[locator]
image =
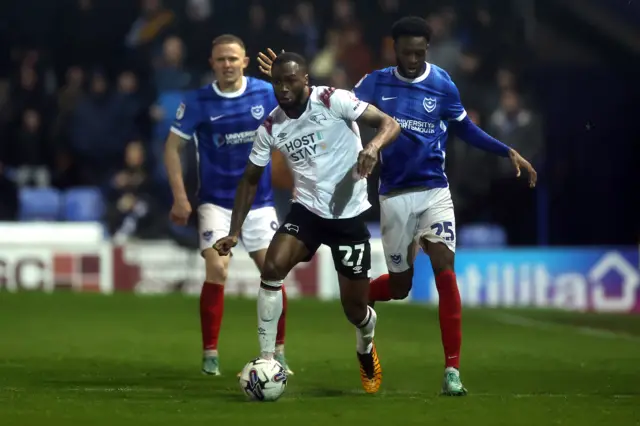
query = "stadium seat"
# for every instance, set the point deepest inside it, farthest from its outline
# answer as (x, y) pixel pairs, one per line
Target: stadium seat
(39, 204)
(482, 235)
(83, 205)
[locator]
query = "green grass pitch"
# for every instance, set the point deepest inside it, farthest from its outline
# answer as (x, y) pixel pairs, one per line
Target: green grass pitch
(79, 359)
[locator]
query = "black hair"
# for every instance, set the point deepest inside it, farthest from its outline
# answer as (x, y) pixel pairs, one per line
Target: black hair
(285, 57)
(227, 39)
(411, 26)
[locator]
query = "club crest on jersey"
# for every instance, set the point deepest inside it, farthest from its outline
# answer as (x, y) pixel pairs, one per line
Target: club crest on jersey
(429, 104)
(257, 111)
(317, 118)
(180, 111)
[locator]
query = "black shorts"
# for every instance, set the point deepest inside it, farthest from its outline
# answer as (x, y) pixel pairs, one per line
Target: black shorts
(347, 238)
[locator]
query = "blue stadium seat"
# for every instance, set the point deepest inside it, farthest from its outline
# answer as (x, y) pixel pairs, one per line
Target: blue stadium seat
(39, 204)
(482, 235)
(83, 205)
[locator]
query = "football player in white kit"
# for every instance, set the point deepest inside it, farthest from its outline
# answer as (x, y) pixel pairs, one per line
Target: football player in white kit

• [Task directions] Leave out the pictures and print every line of the data exactly.

• [Reply to the task]
[locator]
image =
query = "stadium seat"
# for every instance, set the point deepest inside it, farthest from its outline
# answer as (x, y) pixel pairs, one per line
Target: stadium seat
(39, 204)
(482, 235)
(83, 205)
[locator]
query = "green grass pitch"
# for every instance, set the point deepest inside it, farthest from its outline
# answer as (x, y) pixel pairs, one per line
Target: green grass pitch
(79, 359)
[locator]
query = "black hair"
# for every instance, set the point deepest inside it, farthest from its outline
# answer as (x, y) pixel pairs, one per line
Target: black hair
(285, 57)
(227, 39)
(411, 26)
[locator]
query = "club crest on jersey"
# for every instance, set the point deepest inside it, farthest from its outline
# answer as (x, y) pixel pairs, one per line
Target: club crest on jersey
(429, 104)
(257, 111)
(317, 118)
(180, 111)
[locator]
query = "black shorts"
# for every instance, set the point deepest inside it, farthest from its outline
# answer as (x, y) pixel pairs, one per line
Target: black shorts
(347, 238)
[locator]
query = "blue stadium seat"
# for every instance, set the point deepest inside it, farthest from its outline
# answer as (x, y) pixel pairs, one per line
Target: blue stadium seat
(39, 204)
(482, 235)
(83, 205)
[locator]
query = "football player in white kit"
# for every instance, set the point deepest inside it, farthest from its outline
# answer as (x, y) pixel pairs, one per line
Target: football player in white kit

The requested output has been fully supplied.